■ **TEXTE FOURNI**:
Le flux et le reflux des jours et des ans, le souvenir ou l’oubli, la maîtrise ou le joug implacable des choses qui passent, dépassent et repassent, selon les moments.

Le temps comme une immense composition de musique, des existences presqu’ordinaires  déclinées sur une portée, des noires, des blanches, des croches, des pointées, des triolets, et de tout ça, le son surgit et le cœur bat fort, très fort.

Le temps sera-t-il son ami, son amant, son saint patron ?

Peut-être le roman le plus intime d’Agnès Desarthe, celui où elle se dévoile le plus, dans une apparente simplicité pourtant millimétrée et avec la pudeur si sensible des grandes auteures.

Une auteure narratrice qui ressemble par moments à une enfant de chœur, de cœur, à d’autres à une cheffe d’orchestre ou une choriste, et qui la plupart du temps observe, regarde, interroge, apprend, reprend, comprend.

■ **LIGNES DE DONNÉES**:
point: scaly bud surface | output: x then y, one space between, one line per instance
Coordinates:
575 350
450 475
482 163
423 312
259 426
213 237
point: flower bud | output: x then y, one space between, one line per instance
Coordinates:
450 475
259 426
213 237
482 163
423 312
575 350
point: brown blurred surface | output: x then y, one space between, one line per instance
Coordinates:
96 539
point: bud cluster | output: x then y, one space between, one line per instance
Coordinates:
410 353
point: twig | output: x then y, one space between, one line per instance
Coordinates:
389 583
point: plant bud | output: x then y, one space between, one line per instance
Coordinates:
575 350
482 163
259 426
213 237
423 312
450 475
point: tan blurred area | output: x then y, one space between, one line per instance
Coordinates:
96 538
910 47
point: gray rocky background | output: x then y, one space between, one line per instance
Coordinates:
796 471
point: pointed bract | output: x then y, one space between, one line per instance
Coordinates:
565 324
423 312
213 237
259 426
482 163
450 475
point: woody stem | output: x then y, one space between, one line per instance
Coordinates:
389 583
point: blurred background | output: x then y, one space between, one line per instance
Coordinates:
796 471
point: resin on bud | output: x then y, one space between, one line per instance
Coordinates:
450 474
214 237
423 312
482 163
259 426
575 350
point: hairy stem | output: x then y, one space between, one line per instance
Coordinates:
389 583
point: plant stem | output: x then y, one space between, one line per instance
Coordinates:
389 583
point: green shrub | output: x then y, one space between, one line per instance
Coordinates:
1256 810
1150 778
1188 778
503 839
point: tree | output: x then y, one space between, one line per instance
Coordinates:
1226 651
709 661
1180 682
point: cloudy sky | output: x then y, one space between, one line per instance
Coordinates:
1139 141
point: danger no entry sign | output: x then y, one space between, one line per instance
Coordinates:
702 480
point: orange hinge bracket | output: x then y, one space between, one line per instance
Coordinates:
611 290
--
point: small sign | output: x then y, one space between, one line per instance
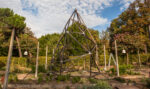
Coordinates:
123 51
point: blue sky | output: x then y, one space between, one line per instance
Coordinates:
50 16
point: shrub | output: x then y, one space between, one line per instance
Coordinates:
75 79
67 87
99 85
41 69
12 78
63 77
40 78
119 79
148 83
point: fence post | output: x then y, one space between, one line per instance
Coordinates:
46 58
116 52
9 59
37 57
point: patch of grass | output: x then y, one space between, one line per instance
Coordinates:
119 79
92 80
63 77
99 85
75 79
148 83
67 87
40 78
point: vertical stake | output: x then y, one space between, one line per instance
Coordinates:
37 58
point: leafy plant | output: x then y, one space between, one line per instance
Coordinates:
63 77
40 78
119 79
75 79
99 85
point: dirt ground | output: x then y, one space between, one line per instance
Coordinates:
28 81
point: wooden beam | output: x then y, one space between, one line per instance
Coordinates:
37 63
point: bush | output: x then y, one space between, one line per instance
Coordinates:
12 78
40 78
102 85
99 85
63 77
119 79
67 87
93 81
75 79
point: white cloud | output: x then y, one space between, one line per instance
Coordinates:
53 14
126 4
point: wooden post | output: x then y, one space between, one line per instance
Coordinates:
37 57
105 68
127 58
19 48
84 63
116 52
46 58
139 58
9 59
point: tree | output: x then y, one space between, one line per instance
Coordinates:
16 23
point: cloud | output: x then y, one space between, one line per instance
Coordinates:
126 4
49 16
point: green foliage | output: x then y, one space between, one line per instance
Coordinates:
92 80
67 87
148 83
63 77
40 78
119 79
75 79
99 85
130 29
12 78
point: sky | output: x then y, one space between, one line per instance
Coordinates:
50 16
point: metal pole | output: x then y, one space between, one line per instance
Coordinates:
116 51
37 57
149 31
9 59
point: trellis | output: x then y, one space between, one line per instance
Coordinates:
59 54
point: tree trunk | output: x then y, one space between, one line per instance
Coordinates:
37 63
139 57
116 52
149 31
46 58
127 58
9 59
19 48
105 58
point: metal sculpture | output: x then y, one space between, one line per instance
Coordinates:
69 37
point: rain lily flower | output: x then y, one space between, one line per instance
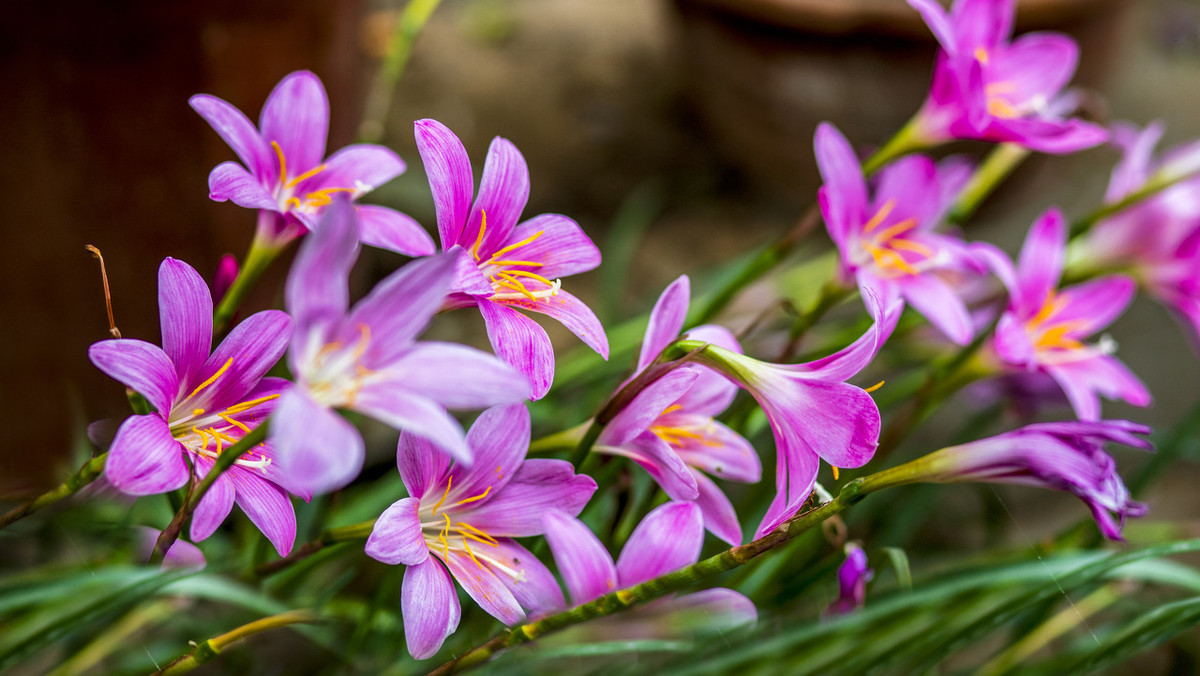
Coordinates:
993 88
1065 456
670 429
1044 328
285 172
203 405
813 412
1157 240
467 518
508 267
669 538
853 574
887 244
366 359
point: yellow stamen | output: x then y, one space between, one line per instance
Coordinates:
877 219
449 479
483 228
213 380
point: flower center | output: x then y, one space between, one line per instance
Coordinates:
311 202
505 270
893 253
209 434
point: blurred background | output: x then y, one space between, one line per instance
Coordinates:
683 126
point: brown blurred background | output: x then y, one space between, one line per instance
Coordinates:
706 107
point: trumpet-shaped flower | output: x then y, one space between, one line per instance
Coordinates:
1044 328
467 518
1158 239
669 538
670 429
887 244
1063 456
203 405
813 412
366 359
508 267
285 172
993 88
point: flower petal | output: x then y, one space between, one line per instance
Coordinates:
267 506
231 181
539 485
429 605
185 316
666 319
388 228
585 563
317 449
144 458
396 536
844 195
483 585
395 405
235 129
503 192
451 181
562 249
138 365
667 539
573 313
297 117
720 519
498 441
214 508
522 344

■ **CONSIGNES**:
1. Réécrivez sous forme de liste le paragraphe du texte sur le roman d'Agnès Desarthe qui commence par « Une auteure narratrice », en conservant ses informations principales.
2. Dans le texte sur le roman d'Agnès Desarthe, à quoi le temps est-il comparé ?
3. Reprenez le texte sur le roman d'Agnès Desarthe à la suite de sa dernière phrase.
Les enregistrements n'ont aucun rapport avec le texte.

■ **RÉPONSES FINALES**:
1.
- L'auteure narratrice ressemble par moments à une enfant de chœur, de cœur.
- À d'autres moments, elle ressemble à une cheffe d'orchestre ou à une choriste.
- La plupart du temps, elle observe, regarde, interroge, apprend, reprend et comprend.

2. À une immense composition de musique.

3.
Au fil des mots, des parties, des notes, des mesures, du temps, des événements, elle change, de vie, de genre musical, on passe à autre chose, et l’arpège est délicat.

Un texte jalonné de mesures, de silences, de gammes de sentiments, de nuances, de points d’orgue et tout cela écrit, pensé, composé, orchestré avec maestria.

Une écriture somptueuse qui martèle, comme une jolie petite aiguille, que l’horloge est pourtant implacable.